Start Given data

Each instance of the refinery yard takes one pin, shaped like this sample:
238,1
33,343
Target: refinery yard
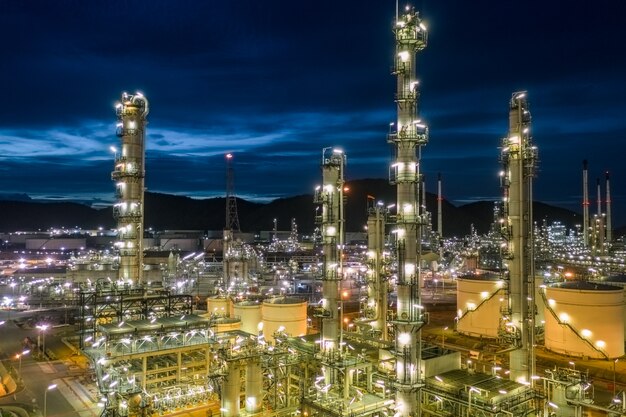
399,320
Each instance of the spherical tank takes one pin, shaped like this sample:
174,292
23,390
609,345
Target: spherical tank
250,314
286,312
220,306
585,319
479,299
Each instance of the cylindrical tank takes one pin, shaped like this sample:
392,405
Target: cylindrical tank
254,386
250,314
618,280
230,391
220,306
585,319
479,299
286,312
226,324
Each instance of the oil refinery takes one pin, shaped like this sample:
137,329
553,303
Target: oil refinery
405,323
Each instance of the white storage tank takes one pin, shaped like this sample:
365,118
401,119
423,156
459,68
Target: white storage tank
286,312
585,319
249,312
226,324
479,299
618,280
220,306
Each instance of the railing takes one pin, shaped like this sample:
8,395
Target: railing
467,310
569,326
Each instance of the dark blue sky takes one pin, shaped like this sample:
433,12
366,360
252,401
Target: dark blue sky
276,81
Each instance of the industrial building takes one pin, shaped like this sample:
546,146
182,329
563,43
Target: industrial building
345,338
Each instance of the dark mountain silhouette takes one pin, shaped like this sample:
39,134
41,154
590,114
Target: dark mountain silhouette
165,211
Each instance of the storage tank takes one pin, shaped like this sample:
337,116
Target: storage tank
287,312
618,280
220,306
479,299
250,314
585,319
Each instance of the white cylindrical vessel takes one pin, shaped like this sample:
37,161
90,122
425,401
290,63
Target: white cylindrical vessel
249,312
479,301
254,387
226,324
288,313
585,319
230,391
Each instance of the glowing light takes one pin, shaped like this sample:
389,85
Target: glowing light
404,338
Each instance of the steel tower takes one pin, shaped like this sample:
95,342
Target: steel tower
410,135
609,226
330,197
232,218
377,278
519,157
129,174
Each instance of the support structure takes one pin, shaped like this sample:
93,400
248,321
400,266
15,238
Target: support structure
519,157
330,197
129,174
410,135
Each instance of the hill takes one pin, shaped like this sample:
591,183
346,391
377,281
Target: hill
165,211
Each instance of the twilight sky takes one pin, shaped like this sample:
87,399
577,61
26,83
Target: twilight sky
276,81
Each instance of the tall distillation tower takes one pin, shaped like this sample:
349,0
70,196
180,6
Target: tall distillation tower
410,135
519,158
330,197
129,174
377,277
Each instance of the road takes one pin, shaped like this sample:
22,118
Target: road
68,398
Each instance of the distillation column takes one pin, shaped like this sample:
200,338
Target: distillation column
254,386
410,135
440,217
330,196
519,157
609,230
129,177
231,386
378,285
585,204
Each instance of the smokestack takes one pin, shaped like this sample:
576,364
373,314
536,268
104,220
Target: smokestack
609,232
585,205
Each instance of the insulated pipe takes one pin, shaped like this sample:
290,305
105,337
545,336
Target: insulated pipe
585,205
254,384
609,230
377,284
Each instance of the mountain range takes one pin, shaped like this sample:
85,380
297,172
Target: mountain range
166,211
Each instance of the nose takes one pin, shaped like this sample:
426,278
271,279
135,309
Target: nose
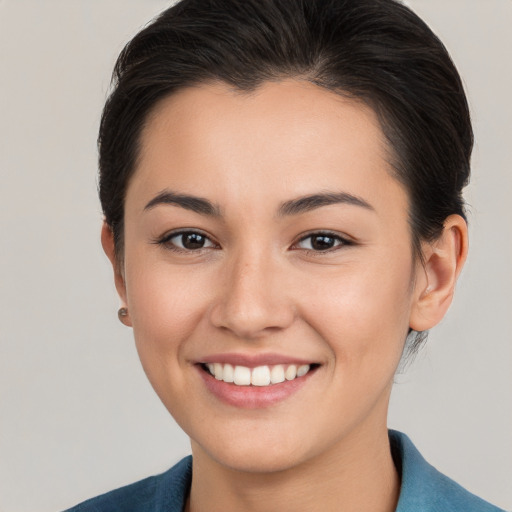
253,300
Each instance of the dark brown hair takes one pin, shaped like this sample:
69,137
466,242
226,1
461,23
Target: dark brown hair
377,51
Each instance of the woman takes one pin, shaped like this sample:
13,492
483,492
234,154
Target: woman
282,189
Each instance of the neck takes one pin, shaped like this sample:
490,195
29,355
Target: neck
356,475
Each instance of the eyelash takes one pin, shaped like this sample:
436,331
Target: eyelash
340,241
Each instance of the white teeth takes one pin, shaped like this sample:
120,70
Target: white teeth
242,376
229,373
259,376
217,371
302,370
277,374
291,372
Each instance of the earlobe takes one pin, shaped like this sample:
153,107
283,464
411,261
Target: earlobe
107,242
437,277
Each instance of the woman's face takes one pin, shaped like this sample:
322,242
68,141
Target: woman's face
264,230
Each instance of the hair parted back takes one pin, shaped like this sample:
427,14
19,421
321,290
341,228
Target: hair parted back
377,51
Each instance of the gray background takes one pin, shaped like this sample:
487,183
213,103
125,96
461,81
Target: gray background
77,415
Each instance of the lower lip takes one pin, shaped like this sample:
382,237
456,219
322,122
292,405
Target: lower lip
252,397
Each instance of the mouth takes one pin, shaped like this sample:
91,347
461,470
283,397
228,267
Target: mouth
258,376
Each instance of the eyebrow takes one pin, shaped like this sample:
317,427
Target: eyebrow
193,203
307,203
293,207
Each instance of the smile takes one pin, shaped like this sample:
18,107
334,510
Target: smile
259,376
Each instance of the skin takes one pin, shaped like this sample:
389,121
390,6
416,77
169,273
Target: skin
258,287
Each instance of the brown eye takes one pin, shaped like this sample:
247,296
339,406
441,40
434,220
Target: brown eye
188,241
321,242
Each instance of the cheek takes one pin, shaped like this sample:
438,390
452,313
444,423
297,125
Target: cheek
362,309
165,307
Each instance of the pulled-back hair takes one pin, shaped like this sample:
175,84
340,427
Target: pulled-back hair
377,51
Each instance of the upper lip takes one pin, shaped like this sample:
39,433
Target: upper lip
254,360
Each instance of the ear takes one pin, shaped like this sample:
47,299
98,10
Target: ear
437,276
107,242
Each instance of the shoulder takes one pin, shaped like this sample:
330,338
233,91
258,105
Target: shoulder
167,491
424,488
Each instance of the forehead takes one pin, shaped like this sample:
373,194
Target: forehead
284,139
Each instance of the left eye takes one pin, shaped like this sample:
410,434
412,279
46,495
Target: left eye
320,242
189,241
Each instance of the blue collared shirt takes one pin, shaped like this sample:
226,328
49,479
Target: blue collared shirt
423,488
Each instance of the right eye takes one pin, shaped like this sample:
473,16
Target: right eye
186,241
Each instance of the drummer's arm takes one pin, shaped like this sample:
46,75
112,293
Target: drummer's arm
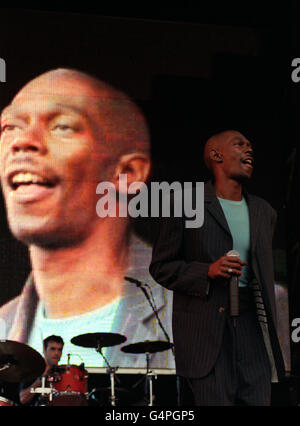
26,395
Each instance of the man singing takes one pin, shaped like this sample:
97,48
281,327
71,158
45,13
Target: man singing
227,360
63,134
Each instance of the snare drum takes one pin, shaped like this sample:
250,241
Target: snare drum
5,402
71,388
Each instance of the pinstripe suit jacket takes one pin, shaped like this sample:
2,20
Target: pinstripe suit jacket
180,262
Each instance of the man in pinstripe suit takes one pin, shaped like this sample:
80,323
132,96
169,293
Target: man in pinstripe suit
225,362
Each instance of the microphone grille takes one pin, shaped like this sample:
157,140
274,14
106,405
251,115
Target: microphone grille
233,253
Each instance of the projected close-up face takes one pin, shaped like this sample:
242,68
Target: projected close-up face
52,157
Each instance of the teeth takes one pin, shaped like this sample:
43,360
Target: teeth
26,178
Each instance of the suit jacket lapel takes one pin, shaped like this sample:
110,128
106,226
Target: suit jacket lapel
254,215
214,207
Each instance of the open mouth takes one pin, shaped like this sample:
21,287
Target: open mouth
248,161
21,179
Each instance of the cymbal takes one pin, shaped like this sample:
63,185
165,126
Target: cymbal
147,346
19,362
94,340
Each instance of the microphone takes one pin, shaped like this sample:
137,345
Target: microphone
134,281
234,288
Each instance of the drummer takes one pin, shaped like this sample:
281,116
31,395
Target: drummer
52,349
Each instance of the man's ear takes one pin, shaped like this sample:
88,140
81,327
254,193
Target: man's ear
133,167
215,156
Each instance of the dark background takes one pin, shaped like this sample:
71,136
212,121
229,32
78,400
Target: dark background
194,71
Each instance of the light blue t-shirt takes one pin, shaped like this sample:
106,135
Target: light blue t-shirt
237,216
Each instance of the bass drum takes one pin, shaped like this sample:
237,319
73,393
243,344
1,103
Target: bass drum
70,385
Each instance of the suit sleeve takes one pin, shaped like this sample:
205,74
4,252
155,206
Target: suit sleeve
168,266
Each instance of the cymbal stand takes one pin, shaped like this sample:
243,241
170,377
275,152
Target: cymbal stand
149,381
112,372
46,393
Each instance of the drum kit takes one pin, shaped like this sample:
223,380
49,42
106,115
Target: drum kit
67,385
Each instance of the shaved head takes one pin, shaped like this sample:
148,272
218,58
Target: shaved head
123,126
215,144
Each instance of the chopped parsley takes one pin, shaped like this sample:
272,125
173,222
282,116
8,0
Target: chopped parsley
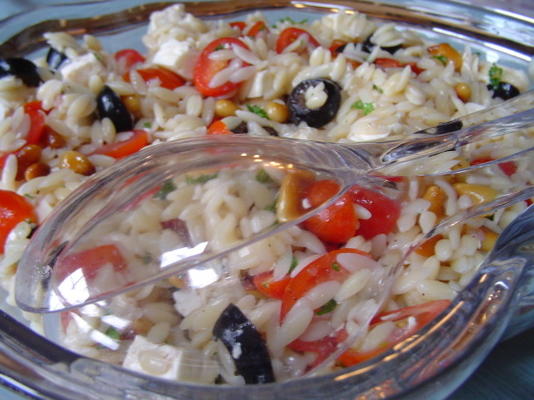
326,308
257,110
294,263
442,59
167,187
195,180
263,177
367,108
114,334
495,76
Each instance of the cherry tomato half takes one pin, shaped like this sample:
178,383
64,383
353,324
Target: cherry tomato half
206,68
335,224
13,209
323,269
289,35
137,139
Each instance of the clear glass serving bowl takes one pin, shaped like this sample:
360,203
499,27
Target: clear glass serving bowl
431,364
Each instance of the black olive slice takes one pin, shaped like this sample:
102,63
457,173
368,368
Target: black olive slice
504,90
245,345
319,116
55,58
21,68
109,105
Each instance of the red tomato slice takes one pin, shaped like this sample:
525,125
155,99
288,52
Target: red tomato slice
289,35
239,25
336,224
392,63
137,140
13,210
168,79
265,285
322,347
90,261
219,128
36,114
206,68
508,167
423,314
257,28
384,212
323,269
127,58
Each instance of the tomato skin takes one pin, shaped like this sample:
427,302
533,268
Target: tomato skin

End Given data

== What the task requires ==
Put the stretch from the line containing "Each instance of the cherry" through the end of the rows into a JSON list of strings, one string per line, with blank lines left out.

== Final result ==
[
  "Each instance of the cherry tomato half takes one pin, shaped like this sample:",
  "178,383",
  "64,383",
  "353,324",
  "Target: cherry tomato half",
  "206,68",
  "335,224",
  "13,209",
  "323,269",
  "289,35",
  "137,139",
  "Each instance of the clear glass serving bowl takes one pin, shaped like this sample:",
  "360,203",
  "499,27",
  "Target: clear glass serving bowl",
  "431,364",
  "Each instance of the black olive slice takes one pin, shaped like this sample:",
  "102,63",
  "457,173",
  "368,368",
  "Target: black olive slice",
  "504,90",
  "245,345",
  "319,116",
  "55,58",
  "21,68",
  "109,105",
  "Each instance of the red tomato slice takes one pin, shaped like this sample:",
  "525,125",
  "155,99",
  "288,52",
  "Target: red tomato slice",
  "289,35",
  "239,25",
  "336,224",
  "392,63",
  "137,140",
  "13,210",
  "168,79",
  "265,285",
  "322,347",
  "90,261",
  "219,128",
  "36,114",
  "206,68",
  "508,167",
  "423,314",
  "257,28",
  "384,212",
  "323,269",
  "127,58",
  "Each instance of the tomato skin takes one pin, shaped like this sample:",
  "427,302",
  "533,268",
  "Target: tomato skin"
]